Report the count, and only the count, of lines in the records that include the word "player".
* * *
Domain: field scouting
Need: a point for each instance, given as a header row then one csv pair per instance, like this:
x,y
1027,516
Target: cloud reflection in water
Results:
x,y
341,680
* * *
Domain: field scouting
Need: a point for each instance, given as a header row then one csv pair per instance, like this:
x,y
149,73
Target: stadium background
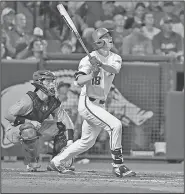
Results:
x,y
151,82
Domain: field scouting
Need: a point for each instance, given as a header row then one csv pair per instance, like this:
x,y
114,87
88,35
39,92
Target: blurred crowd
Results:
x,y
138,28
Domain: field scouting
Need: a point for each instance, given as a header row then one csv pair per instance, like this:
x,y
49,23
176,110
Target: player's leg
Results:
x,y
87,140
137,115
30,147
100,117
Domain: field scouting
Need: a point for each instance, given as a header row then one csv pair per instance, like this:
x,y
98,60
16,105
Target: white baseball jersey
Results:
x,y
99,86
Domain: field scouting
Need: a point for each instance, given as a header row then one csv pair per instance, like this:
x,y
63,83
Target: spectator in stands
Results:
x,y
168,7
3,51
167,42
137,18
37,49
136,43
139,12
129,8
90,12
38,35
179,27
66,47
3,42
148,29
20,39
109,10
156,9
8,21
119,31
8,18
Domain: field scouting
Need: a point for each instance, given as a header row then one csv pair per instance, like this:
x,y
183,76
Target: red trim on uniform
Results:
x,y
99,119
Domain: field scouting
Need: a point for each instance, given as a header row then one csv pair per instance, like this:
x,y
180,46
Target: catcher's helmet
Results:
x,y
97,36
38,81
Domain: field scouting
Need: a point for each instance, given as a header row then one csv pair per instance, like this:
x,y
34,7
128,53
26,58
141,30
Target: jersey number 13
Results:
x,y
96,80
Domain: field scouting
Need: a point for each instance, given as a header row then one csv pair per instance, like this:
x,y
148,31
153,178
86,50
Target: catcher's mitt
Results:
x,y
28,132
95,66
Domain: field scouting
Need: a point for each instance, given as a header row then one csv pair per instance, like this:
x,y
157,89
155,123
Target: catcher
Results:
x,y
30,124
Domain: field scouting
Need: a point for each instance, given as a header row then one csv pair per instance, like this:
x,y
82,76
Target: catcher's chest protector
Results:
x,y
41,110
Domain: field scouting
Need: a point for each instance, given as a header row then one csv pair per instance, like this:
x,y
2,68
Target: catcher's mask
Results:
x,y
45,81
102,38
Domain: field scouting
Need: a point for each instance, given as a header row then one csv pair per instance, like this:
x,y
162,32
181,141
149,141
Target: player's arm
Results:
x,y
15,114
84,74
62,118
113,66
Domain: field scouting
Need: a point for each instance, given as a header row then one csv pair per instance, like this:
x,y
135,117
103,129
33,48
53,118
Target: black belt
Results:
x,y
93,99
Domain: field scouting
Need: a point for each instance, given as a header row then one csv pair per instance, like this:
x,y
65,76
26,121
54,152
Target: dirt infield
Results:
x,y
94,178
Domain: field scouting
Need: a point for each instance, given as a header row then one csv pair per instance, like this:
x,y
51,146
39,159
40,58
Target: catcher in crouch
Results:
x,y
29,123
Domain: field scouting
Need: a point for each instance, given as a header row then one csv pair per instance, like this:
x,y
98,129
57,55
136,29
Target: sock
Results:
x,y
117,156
* * *
▸ WRITTEN SOLUTION:
2